• [Work to complete]
Continue the article below on ways to start saving money, picking up right after its last sentence.

====== Selected text

Friday, August 5, 2011

12 Ways You Can Start Saving Today

Living on a Budget, Frugal living, Savings Year, Debt Reduction Year, No/Low Spend or whatever name you want to give to time spent living within particular cash constraints (because you're not using your credit card are you!) does not have to involve drastic changes. Just a few simple everyday alterations to habits can go a long way to removing debt and start to build savings.

Remember too ~ a savings plan does not mean hoard your money and never use it. I believe savings should have a goal or target amount ~ starting with an 'available when required' emergency fund of around three months income or $3000 (whichever is the greater). Savings should also have a purpose - be it a house deposit, a holiday fund, enough to get landscaping done or a water-tank installed. 

Bob Proctor, business man, life coach, author of six minutes to success, says: "Always remember, money is a servant; you are the master. Be very careful not to reverse that equation, because many people of high intelligence have already done so, to their great detriment. Unfortunately, many of these poor souls loved money and used people, which violated one of the most basic laws governing true financial success. You should always love people and use money, rather than the reverse!!"

Here are 12 changes you can make today to get your savings under way and start living a frugal life without taking the frugal life too far over the 'tight-arse' line.

1. Eliminate Daily 'Luxuries'
Stop buying sandwiches from the deli, bring food from home and enjoy lunch in the park; Borrow books from the library instead of buying magazines; Read the news online rather than grabbing the paper to read on the train ~ all those 'normal' daily habits which seem inconsequential as small individual purchases add up - costing you a fortune and not even be factored in your budget. There is nothing wrong with the occasional treat of lunch out, and we all should be able to treat ourselves every so often, but regular daily expenditures you can easily cut down without a dramatic impact on your life. Instead of buying a coffee every morning ($4 per cup = $20 per week), make it at home and save $1,000 annually on coffee.

============
====== Given material

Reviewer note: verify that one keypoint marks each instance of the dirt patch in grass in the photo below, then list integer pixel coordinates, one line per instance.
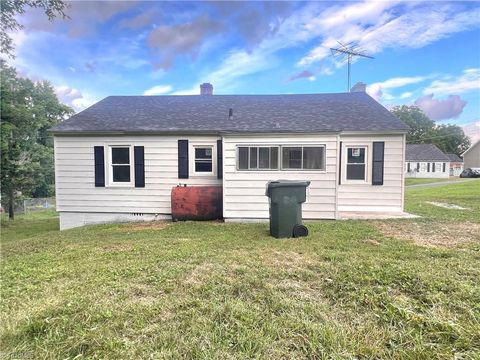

============

• [Answer for this exercise]
2. Prevent Repair Costs
There should be no need to avoid spending on maintenance - without regular maintenance on equipment, home and personal health, the repair work may ultimately cost more. Keep up to date with your oil changes, water, plugs and tyre rotations on a regular basis to prevent expensive car breakdowns. Regular maintenance and repairs around your house; regular check ups at the doctor and the dentist; Cleaning out the filters of whitegoods will help reduce costly repairs creeping up on you. 

3. Share Kids' Stuff
Buying clothes, toys and baby equipment can be expensive and rarely is it all used to its full potential. Share your kids’ stuff with your family and friends. This allows your children to play with a variety of toys without the expense of buying each item ~ kids today seem to have too much 'stuff'. Sharing allows the variety to remain affordable. Those little baby clothes are outgrown so quickly - usually with minimal wear. Create a system that will allow multiple households to share in the fun and costs together. I've had several good quality pieces given to Mudguts, passed through 3 or 4 other homes and returned back in good nick for SmallBoy to wear.  Don't stop at the kids stuff ~ get together with a group of friends and swap the clothes you no longer where with those they no longer wear. Yes - sometimes its hard to find a group of people of similar shape, size and so forth. But it might also allow you to get something you might not usually purchase and discover it is just perfect for casual at home wear, the office or a special do where you had 'nothing to wear' and would end up shopping for something new. If you can, even borrowing between friends and family can work - although you may need to be prepared for repairs or replacement should something go wrong.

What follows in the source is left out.